▶ **Passage**:
....

Modular Code, Part 2¶

  • In our coverage of modular code, we talked about abstracting reusable code chunks into their own functions

    • And, in turn, grouping those functions together into separate modules
    • We created a function that splits a data set into its features (a DataFrame) and target (a Series)
  • In our discussion of feature engineering, we showed how one might make a "preprocessor": a column transformer that one-hot encodes categorical features and applies standard scaling to numeric columns

    • We then chained this preprocessor together with a logistic regression model in order to form a scikit-learn pipeline
  • We might use the same approach in preprocessing other datasets, so let's move that logic to its own function and add it to our personal module

Writing a Preprocessor Function¶

Sometimes it's easiest to write a function's definition, or signature, before actually writing its code.

Our function is going to give us a column transformer that we can use in pipelines. The only parameter will be the features DataFrame (at least, for right now).

One possible function signature looks like this:

def make_preprocessor(features):
    ...

Now that we have our definition, we can add code to it. In this case, we can reuse the code we wrote in the feature engineering section.

from sklearn.compose import ColumnTransformer

preprocessor = ColumnTransformer([
    ('one-hot-encoder', categorical_preprocessor, categorical_columns),
    ('standard_scaler', numeric_preprocessor, numeric_columns)
])

Can we just put all of that code into our function without any changes?

In [1]:
def make_preprocessor(features):
    from sklearn.compose import ColumnTransformer

    preprocessor = ColumnTransformer([
        ('one-hot-encoder', categorical_preprocessor, categorical_columns),
        ('standard_scaler', numeric_preprocessor, numeric_columns)
    ])

Discussion

Does anyone see any issues with this?
In [2]:
import pandas as pd
fake_features = pd.read_csv('../data/planes.csv')
In [3]:
preprocessor = make_preprocessor(fake_features)

....

▶ **Items**:
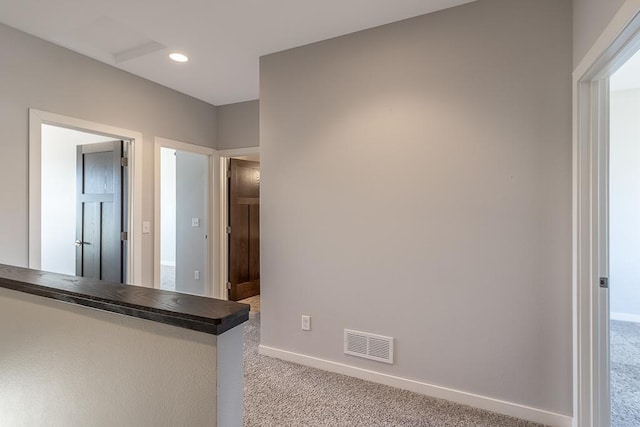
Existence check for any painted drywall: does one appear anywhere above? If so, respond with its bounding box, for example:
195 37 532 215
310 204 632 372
260 0 572 415
41 125 113 275
160 147 176 267
0 25 217 284
609 89 640 321
0 289 218 427
176 150 209 295
218 100 260 150
573 0 625 68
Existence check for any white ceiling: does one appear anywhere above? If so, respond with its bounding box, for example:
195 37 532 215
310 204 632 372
0 0 473 105
609 51 640 92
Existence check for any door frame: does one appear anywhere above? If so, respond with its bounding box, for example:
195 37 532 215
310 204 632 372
572 0 640 427
218 146 260 300
29 108 142 286
153 136 221 298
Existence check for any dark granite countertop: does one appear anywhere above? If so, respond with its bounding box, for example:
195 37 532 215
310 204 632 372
0 264 249 335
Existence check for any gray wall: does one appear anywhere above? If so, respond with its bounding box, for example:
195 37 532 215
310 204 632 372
218 100 260 150
260 0 572 415
573 0 625 67
176 150 209 295
609 89 640 321
0 25 217 284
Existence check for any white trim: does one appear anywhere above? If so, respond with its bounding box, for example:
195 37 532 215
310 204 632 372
609 312 640 323
153 136 220 298
258 345 572 427
218 147 260 157
29 108 142 285
218 147 260 299
572 0 640 427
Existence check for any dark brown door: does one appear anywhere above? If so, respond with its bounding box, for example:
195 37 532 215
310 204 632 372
76 141 124 283
229 159 260 301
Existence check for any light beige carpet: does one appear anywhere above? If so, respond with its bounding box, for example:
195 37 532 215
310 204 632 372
244 314 538 427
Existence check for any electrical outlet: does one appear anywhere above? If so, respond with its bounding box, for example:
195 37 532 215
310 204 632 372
302 315 311 331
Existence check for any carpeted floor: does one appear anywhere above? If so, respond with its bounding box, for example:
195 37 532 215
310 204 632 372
610 320 640 427
244 313 539 427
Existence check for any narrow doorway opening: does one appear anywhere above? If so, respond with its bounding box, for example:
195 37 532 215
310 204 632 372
40 124 131 283
154 138 218 297
608 46 640 427
220 147 261 314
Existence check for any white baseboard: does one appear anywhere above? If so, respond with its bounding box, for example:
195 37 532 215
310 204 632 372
609 311 640 323
258 345 573 427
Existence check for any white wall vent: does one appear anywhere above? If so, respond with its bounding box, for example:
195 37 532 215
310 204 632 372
344 329 393 363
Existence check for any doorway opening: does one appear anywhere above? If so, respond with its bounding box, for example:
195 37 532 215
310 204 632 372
155 138 218 297
220 147 260 312
573 5 640 427
29 110 142 284
608 47 640 427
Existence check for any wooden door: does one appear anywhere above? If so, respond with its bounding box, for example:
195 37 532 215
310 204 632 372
228 159 260 301
75 141 124 283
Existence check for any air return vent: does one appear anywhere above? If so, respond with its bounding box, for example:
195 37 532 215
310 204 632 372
344 329 393 363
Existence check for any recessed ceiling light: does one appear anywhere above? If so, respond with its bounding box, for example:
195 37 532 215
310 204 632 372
169 52 189 62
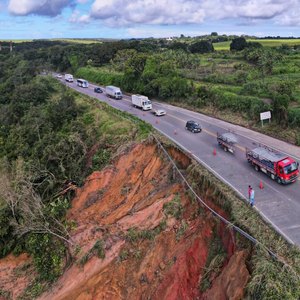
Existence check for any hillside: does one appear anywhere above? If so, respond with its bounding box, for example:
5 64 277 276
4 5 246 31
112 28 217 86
0 144 249 299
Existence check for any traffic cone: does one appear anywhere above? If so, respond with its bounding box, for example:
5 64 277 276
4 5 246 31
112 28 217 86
259 181 264 190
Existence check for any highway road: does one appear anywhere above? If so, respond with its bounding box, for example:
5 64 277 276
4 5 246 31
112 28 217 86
60 79 300 246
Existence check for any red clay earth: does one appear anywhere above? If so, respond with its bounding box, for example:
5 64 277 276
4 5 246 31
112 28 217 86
0 144 249 300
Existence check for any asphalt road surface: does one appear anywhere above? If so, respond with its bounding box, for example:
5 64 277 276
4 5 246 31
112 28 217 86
56 79 300 246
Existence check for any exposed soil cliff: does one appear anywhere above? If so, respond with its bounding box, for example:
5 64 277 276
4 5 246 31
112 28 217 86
0 144 249 300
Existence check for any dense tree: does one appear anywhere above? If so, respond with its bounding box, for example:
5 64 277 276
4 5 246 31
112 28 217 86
189 41 214 53
230 37 247 51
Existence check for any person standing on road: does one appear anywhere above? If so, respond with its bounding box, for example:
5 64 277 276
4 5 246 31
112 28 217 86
250 188 255 207
248 185 252 201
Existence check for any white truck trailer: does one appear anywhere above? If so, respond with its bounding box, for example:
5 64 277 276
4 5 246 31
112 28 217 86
131 95 152 110
65 74 74 82
105 85 123 100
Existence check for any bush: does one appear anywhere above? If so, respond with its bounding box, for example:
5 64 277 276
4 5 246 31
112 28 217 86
288 108 300 127
26 234 65 282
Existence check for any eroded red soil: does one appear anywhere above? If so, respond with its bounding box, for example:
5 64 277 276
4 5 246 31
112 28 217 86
0 144 249 300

....

▶ **Jobs**:
[1] Write out the stretch of the modular code page from "Our function is" through "for right now).".
[2] Repeat the stretch of the listing from its start through the line containing "573 0 625 68", with no pictures.

▶ **Outputs by task**:
[1]
Our function is going to give us a column transformer that we can use in pipelines. The only parameter will be the features DataFrame (at least, for right now).

[2]
Existence check for any painted drywall: does one appear anywhere above? If so, respond with its bounding box, for example:
195 37 532 215
310 204 632 372
260 0 572 415
41 125 113 275
160 147 176 267
0 25 217 284
609 89 640 321
0 289 218 427
176 150 209 295
218 100 260 150
573 0 625 68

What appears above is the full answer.